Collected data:
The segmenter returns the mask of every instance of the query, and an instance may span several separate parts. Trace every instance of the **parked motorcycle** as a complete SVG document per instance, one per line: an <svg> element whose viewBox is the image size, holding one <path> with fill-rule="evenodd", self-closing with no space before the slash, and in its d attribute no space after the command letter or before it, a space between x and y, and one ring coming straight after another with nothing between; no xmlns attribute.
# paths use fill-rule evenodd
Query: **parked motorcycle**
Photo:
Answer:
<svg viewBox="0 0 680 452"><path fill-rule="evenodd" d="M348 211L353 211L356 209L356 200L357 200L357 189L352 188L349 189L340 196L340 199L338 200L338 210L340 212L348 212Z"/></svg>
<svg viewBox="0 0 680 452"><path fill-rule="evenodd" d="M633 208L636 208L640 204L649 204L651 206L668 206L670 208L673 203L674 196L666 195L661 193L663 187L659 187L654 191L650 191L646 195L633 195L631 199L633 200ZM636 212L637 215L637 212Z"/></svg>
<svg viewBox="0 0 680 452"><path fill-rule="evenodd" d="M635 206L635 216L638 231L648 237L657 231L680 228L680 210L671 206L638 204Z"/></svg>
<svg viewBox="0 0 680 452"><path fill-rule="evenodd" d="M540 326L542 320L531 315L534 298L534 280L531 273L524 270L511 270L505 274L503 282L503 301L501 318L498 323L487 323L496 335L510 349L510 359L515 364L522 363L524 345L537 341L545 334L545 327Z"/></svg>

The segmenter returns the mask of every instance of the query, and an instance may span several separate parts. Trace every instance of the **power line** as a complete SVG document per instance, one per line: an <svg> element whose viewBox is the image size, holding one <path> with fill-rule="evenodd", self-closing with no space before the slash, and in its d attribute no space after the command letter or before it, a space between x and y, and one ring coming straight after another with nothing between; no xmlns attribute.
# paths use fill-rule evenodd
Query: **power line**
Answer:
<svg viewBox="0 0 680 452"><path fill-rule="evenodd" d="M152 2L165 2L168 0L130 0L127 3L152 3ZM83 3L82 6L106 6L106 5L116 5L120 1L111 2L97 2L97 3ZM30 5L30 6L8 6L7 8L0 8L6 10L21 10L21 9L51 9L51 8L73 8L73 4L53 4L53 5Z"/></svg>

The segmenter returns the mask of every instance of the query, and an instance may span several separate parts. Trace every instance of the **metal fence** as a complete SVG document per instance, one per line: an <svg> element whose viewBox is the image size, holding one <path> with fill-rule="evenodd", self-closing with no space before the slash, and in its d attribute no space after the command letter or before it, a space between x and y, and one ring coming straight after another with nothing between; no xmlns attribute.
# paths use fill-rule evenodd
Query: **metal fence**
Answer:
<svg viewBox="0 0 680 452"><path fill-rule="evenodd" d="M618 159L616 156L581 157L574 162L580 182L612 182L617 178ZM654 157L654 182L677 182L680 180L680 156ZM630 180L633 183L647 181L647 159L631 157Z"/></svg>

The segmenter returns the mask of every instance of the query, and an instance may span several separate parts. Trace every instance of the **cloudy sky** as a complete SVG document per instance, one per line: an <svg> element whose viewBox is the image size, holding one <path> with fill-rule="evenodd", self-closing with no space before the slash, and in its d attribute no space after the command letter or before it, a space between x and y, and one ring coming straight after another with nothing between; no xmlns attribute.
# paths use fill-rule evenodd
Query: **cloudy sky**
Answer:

* YOUR TASK: Provide the number of lines above containing "returns" and nothing else.

* TASK ANSWER: 4